Job: Reproduce all the lines that run from the one containing "Outline any man's dark beard you see." through the one containing "0, 322, 1000, 667", both included, and give only those, with the requests kept. Multiply every bounding-box coordinate in the answers by 0.8 and round each to a whole number, halves up, leaving the requests and their sample coordinates unchanged.

###

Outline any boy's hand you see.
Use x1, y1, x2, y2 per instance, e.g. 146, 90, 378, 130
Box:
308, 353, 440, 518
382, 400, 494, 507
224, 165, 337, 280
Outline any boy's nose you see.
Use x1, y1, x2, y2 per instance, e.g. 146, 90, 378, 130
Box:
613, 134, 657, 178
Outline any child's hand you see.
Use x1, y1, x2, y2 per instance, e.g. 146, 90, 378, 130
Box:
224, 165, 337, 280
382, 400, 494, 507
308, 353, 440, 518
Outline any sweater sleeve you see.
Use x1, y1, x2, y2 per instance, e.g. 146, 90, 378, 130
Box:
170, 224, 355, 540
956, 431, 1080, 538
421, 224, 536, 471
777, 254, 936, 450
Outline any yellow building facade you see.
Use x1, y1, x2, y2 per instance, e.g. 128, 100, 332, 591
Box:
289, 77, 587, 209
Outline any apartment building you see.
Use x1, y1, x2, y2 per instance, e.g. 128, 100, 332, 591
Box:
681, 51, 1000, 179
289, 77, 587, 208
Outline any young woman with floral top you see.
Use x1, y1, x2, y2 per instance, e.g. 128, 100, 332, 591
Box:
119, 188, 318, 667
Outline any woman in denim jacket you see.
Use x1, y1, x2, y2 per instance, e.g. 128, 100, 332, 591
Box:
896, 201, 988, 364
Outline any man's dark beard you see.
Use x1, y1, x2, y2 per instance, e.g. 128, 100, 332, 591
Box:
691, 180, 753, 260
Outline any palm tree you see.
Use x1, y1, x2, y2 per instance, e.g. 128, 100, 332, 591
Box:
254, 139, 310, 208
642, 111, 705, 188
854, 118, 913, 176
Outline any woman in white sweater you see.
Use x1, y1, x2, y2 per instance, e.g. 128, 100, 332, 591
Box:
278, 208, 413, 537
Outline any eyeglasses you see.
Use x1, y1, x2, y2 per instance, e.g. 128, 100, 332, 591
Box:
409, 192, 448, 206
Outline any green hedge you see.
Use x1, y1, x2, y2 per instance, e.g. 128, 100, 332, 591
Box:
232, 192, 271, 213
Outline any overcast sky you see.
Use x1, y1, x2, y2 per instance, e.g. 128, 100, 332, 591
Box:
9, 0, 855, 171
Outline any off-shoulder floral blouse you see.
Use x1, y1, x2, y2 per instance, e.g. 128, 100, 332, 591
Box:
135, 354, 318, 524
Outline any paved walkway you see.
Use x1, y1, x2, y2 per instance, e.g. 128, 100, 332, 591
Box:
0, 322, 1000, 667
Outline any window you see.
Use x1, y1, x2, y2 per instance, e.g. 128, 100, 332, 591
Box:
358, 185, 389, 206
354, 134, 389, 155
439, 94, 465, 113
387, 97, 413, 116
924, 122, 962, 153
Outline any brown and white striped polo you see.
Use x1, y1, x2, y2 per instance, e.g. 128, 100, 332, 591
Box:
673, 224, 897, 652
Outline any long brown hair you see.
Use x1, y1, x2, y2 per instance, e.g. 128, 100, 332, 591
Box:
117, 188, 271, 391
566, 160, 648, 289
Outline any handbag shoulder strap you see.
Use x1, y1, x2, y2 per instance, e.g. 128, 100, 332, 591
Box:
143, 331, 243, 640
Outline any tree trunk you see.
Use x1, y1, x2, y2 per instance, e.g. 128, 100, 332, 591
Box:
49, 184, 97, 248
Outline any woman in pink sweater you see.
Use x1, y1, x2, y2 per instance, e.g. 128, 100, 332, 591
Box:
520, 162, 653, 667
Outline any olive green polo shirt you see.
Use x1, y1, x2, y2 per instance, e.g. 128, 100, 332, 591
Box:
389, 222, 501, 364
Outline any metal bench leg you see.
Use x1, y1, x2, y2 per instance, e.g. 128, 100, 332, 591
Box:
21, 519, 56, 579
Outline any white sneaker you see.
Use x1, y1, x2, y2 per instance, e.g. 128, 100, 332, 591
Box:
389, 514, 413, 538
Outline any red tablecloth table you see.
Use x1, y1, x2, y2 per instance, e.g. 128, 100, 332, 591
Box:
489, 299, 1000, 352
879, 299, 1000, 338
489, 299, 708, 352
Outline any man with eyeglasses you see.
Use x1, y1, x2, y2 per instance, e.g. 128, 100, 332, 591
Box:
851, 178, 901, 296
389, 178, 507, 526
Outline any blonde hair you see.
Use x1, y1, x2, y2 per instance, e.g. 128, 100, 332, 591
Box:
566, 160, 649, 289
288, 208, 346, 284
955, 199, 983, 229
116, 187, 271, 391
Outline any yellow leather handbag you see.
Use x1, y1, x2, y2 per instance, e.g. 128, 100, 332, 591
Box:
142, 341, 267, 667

###

Task response:
Outline any man's dark beard you see.
Use x1, y1, x2, y2 per instance, e.g. 128, 100, 332, 591
Box:
553, 144, 602, 208
Outline any palm tree you see.
Use x1, y1, x2, y2 per instance, e.g. 128, 100, 332, 591
Box:
203, 111, 248, 166
514, 89, 564, 150
683, 94, 730, 141
Outline any woman in white sweater you see.
Use x1, y1, x2, y2 per instance, e.g. 128, 100, 332, 591
Box:
222, 166, 330, 430
Outline any eyeglasses you see.
Use x1, y1, x2, y2 per instance, e.g. 128, 100, 332, 591
Box:
327, 154, 358, 165
Outline any green hedge you see.
Use x1, y1, x2, y2 per instance, e.g. 128, 100, 332, 591
Box:
186, 154, 217, 170
Outline any overcast sky you see.
Use x1, y1, x2, y2 per instance, e.g. 128, 100, 332, 591
Box:
7, 0, 684, 137
Outline any off-shoulder floral blouse you see.
Use x1, y1, x2, y2 per instance, e.g. 128, 100, 332, 591
Box:
108, 283, 254, 419
Outline any paved walkway you see.
Use x1, y1, x2, y2 per instance, e.g. 128, 100, 332, 591
Box:
0, 258, 800, 534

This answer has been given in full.